**Text provided**
PostgreSQL Reference
Production-grade relational database with rich types, JSONB, and advanced indexing.
Connection and CLI
Connect with psql
# Connect to local database
psql -d myapp
# Connect to remote host
psql -h db.example.com -U appuser -d myapp
# Connection string (libpq format)
psql "postgresql://appuser:pass@db.example.com:5432/myapp?sslmode=require"
psql meta-commands
psql -d myapp <<'SQL'
\l -- list databases
\dt -- list tables in current schema
\dt+ -- list tables with sizes
\d devices -- describe table (columns, indexes, constraints)
\di -- list indexes
\dv -- list views
\dn -- list schemas
\du -- list roles
\conninfo -- current connection info
\x -- toggle expanded display (one column per line)
\timing on -- show query execution time
SQL
Execute SQL from file or command line
psql -d myapp -f schema.sql
psql -d myapp -c "SELECT COUNT(*) FROM users;"

**Stated goal**
Continue the PostgreSQL reference above from the point where it stops.

**Provided material**
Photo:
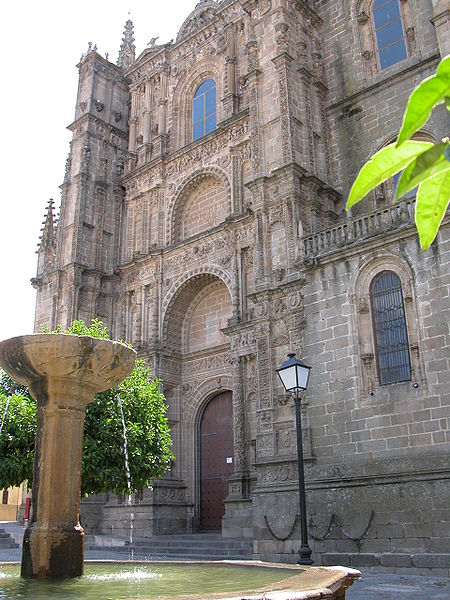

**Task answer**
# CSV output
psql -d myapp -c "COPY (SELECT * FROM devices) TO STDOUT WITH CSV HEADER" > devices.csv
Database and Role Management
Create database and user
sudo -u postgres psql <<'SQL'
CREATE USER appuser WITH PASSWORD 'changeme';
CREATE DATABASE myapp OWNER appuser;
GRANT ALL PRIVILEGES ON DATABASE myapp TO appuser;
SQL
Grant granular permissions
-- Read-only role
CREATE ROLE readonly;
GRANT CONNECT ON DATABASE myapp TO readonly;
GRANT USAGE ON SCHEMA public TO readonly;
GRANT SELECT ON ALL TABLES IN SCHEMA public TO readonly;
ALTER DEFAULT PRIVILEGES IN SCHEMA public GRANT SELECT ON TABLES TO readonly;
-- Assign role to a user
GRANT readonly TO monitoring_user;
Data Types
PostgreSQL-specific types worth knowing
CREATE TABLE network_inventory (
id SERIAL PRIMARY KEY, -- auto-increment integer
device_id UUID DEFAULT gen_random_uuid(),
hostname VARCHAR(255) NOT NULL,
mgmt_ip INET, -- IP address with validation
mac_addr MACADDR, -- MAC address
subnet CIDR, -- network/prefix
config JSONB DEFAULT '{}', -- binary JSON (indexable)
tags TEXT[] DEFAULT '{}', -- array of strings
metadata HSTORE, -- key-value pairs
created_at TIMESTAMPTZ DEFAULT NOW() -- timestamp with timezone
);
Prefer TIMESTAMPTZ over TIMESTAMP. Prefer JSONB over JSON (supports indexing and equality checks). Prefer TEXT over VARCHAR unless you need a length constraint.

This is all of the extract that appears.